— RECORDS FOR THE TASK —
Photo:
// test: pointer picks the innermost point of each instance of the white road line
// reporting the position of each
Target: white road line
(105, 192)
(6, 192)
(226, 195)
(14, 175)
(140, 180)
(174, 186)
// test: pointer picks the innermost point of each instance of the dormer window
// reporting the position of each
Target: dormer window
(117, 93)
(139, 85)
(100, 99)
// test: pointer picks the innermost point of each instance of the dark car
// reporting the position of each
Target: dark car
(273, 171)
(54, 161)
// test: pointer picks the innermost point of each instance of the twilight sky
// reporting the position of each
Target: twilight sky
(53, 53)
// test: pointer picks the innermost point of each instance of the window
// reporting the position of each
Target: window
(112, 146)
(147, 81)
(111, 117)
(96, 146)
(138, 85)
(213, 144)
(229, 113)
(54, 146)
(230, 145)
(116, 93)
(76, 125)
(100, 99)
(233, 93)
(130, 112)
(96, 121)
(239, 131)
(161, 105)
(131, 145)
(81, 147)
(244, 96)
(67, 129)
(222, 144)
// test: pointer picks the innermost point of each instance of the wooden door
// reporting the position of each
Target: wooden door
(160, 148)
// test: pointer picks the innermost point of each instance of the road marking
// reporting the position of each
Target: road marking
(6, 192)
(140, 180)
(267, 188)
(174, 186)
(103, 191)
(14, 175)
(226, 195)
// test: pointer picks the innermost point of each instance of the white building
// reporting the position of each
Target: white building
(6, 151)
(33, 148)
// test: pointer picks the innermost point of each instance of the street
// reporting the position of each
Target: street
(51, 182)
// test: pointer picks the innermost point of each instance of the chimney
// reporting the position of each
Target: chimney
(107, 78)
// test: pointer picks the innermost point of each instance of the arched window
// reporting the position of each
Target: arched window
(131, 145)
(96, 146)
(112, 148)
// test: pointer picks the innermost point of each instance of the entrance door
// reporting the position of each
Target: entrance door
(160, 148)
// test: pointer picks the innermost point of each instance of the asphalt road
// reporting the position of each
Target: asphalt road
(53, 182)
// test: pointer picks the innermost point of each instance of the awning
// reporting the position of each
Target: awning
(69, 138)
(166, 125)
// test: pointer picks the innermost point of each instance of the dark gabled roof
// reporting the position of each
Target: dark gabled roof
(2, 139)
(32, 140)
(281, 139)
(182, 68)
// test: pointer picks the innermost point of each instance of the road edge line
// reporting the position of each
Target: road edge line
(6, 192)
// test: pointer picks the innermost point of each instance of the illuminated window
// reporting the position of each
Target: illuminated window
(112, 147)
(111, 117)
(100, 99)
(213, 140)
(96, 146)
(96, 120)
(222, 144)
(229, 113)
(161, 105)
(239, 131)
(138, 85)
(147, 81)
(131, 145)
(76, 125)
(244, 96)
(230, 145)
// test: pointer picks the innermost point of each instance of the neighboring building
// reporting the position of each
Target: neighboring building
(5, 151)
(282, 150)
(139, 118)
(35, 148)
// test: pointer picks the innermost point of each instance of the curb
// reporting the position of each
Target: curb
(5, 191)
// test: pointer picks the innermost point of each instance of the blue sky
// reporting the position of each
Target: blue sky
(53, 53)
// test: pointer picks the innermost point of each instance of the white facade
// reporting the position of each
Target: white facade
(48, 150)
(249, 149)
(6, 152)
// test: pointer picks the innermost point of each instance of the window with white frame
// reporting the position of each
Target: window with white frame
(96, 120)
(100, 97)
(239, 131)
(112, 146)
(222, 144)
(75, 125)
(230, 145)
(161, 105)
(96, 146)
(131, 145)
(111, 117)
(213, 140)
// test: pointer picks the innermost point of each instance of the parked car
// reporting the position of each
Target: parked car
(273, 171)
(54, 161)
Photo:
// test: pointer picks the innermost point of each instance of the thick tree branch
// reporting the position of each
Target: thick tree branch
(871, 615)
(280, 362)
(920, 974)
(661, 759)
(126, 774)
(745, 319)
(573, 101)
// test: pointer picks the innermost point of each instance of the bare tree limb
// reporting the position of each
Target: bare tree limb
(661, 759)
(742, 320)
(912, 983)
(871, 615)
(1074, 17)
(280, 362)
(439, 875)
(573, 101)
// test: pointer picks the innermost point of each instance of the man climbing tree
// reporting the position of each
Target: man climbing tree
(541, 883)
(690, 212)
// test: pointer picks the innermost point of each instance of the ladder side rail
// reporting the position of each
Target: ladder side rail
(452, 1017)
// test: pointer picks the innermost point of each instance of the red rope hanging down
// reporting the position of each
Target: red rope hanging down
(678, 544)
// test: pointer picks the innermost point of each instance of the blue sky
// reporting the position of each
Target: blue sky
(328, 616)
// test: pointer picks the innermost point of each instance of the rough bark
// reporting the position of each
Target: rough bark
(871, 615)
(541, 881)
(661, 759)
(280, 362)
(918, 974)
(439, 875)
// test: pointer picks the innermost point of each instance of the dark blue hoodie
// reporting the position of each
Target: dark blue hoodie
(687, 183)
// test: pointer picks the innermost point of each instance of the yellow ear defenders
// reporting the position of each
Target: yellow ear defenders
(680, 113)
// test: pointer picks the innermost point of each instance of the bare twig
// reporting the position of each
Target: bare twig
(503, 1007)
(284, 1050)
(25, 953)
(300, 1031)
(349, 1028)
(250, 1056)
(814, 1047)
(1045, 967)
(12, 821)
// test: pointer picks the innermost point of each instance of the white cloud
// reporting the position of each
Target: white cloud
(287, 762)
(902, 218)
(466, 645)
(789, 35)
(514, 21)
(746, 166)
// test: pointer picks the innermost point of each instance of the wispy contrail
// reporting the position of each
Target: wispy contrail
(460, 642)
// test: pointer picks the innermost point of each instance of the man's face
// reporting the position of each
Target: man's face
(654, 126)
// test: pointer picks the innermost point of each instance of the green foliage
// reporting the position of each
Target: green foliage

— DIRECTIVE —
Rescale every line from the one containing "the wispy contrail" through the end of the items, inclusive, and reproduce only those lines with the request lines kept intact. Multiply each point coordinate by 2.4 and round it to the nearest whole number, rounding halves up.

— COMPLETE OUTPUT —
// test: pointer picks the innermost point of each instance of the wispy contrail
// reporting the position of each
Target: wispy contrail
(1104, 1541)
// test: pointer picks the innermost point of each instance of the man's face
// reporting the position of each
Target: man's face
(1570, 302)
// test: pointer picks the innermost point of each instance of the green foliage
// reporting the position of each
Target: green foliage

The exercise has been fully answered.